─── Stored data ───
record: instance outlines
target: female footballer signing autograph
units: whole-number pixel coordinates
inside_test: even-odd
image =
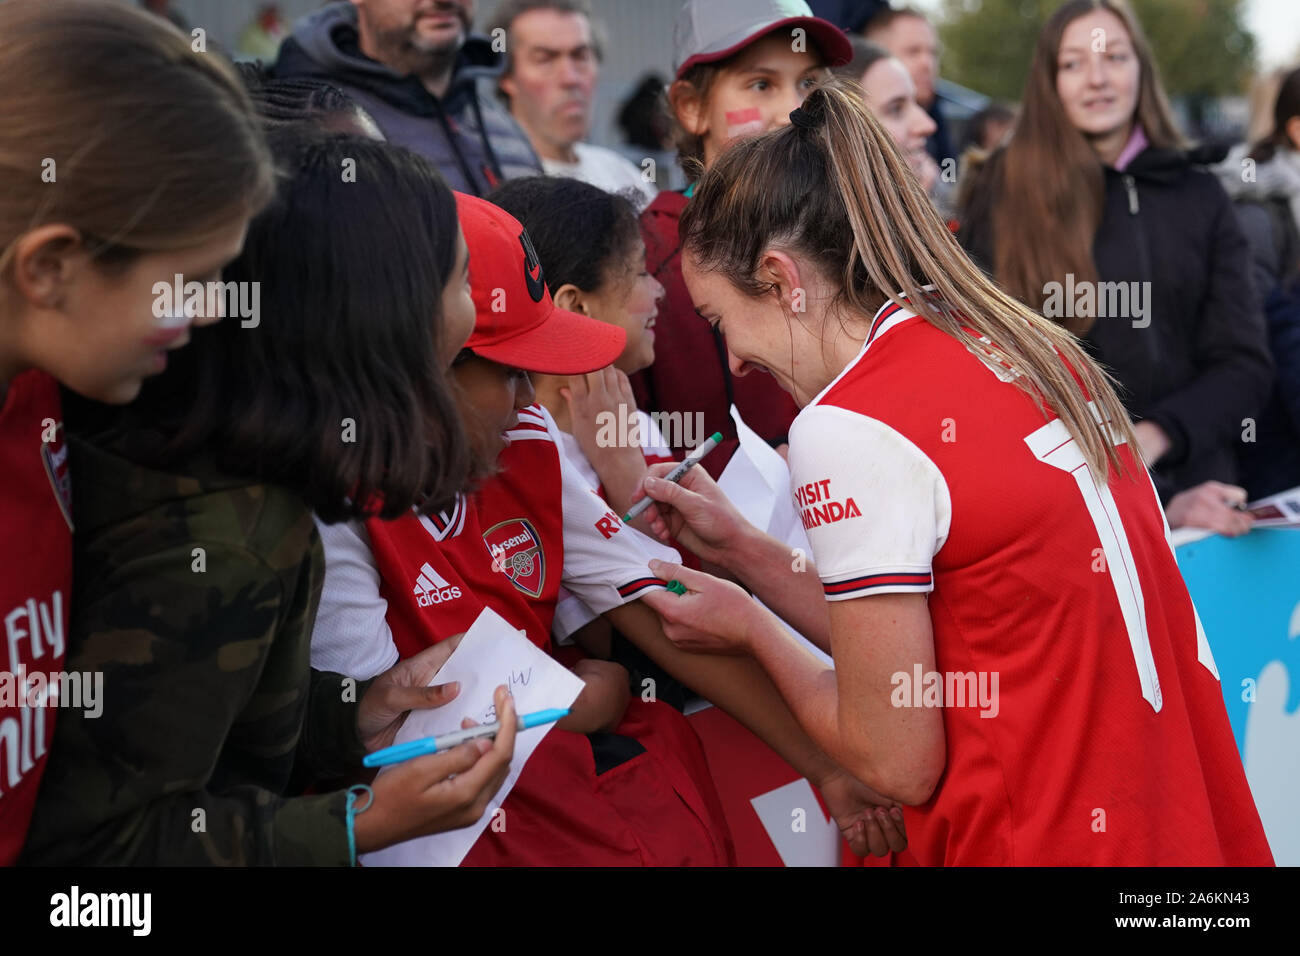
[[[645,490],[658,530],[835,668],[707,574],[652,563],[689,591],[646,603],[683,647],[753,655],[817,744],[906,804],[904,861],[1270,864],[1106,375],[967,259],[860,96],[832,82],[791,120],[709,168],[681,236],[732,371],[802,408],[815,574],[700,469]]]

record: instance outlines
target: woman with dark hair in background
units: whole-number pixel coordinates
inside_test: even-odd
[[[508,770],[498,688],[511,729],[494,744],[408,761],[356,804],[289,795],[291,776],[360,772],[408,710],[455,696],[428,686],[450,641],[360,686],[309,668],[313,511],[452,500],[468,449],[445,370],[474,310],[429,163],[302,128],[276,143],[288,177],[224,275],[239,317],[197,332],[126,409],[69,410],[86,477],[68,661],[103,671],[103,712],[60,722],[32,862],[347,864],[473,822]],[[211,308],[211,287],[172,308],[191,306]]]
[[[1169,523],[1238,535],[1237,449],[1273,367],[1246,241],[1197,158],[1128,5],[1070,0],[1039,34],[960,238],[1112,372]]]
[[[916,101],[916,84],[903,61],[883,46],[862,37],[849,37],[853,59],[833,71],[862,87],[862,94],[876,119],[898,144],[907,165],[921,188],[934,198],[939,185],[939,164],[925,148],[937,129],[925,108]]]

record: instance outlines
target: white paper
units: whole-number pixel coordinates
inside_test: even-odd
[[[839,866],[840,830],[822,815],[812,785],[800,777],[752,798],[750,804],[786,866]],[[804,826],[794,828],[800,811]]]
[[[731,406],[731,418],[736,423],[740,447],[723,469],[718,487],[750,524],[790,545],[793,564],[794,549],[798,548],[807,556],[812,548],[799,512],[795,510],[794,497],[790,494],[790,466],[775,448],[745,424],[735,405]],[[758,601],[758,598],[754,600]],[[785,621],[781,623],[785,624]],[[799,638],[822,663],[834,666],[830,655],[816,644],[788,624],[785,624],[785,629]]]
[[[580,677],[539,650],[491,608],[478,616],[433,679],[435,684],[452,681],[460,681],[456,699],[442,707],[412,711],[394,743],[452,733],[461,729],[464,717],[480,724],[492,723],[496,720],[492,692],[501,684],[510,688],[515,711],[521,715],[568,707],[584,686]],[[458,866],[491,822],[497,807],[505,802],[528,758],[554,726],[543,724],[519,732],[510,773],[476,823],[362,854],[361,862],[366,866]],[[380,770],[380,776],[390,769]]]

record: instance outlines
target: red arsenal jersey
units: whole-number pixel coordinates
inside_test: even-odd
[[[359,540],[356,530],[322,527],[326,579],[313,666],[370,677],[397,652],[407,657],[468,630],[487,606],[549,649],[561,581],[597,613],[664,586],[646,565],[649,539],[625,528],[581,479],[544,409],[521,410],[507,436],[501,471],[450,512],[365,523],[372,585],[347,543]],[[367,587],[382,600],[368,601]],[[462,865],[732,859],[699,739],[659,702],[634,698],[613,733],[551,730],[502,806],[506,829],[484,831]]]
[[[664,585],[647,566],[662,549],[579,479],[549,413],[521,410],[508,437],[500,472],[451,513],[366,524],[403,657],[468,630],[487,604],[549,650],[561,581],[597,614]]]
[[[929,594],[942,706],[922,864],[1269,864],[1154,488],[1094,479],[1008,371],[887,304],[800,413],[792,487],[827,600]],[[866,639],[864,637],[864,639]]]
[[[0,409],[0,866],[23,847],[57,713],[72,584],[72,518],[59,387],[44,372],[9,383]]]

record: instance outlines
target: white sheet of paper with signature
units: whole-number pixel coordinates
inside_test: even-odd
[[[463,717],[480,724],[491,723],[496,720],[492,691],[500,684],[510,688],[515,710],[520,714],[568,707],[583,688],[581,678],[539,650],[491,608],[478,616],[433,679],[435,684],[451,681],[460,681],[456,699],[443,707],[413,711],[398,731],[395,743],[460,730]],[[554,726],[532,727],[515,737],[510,773],[478,822],[362,854],[361,862],[366,866],[458,866],[505,801],[532,752]]]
───
Work item: Scan the records above. Return every line with "white" in it.

Output of the exercise:
target: white paper
target: white sheet of paper with signature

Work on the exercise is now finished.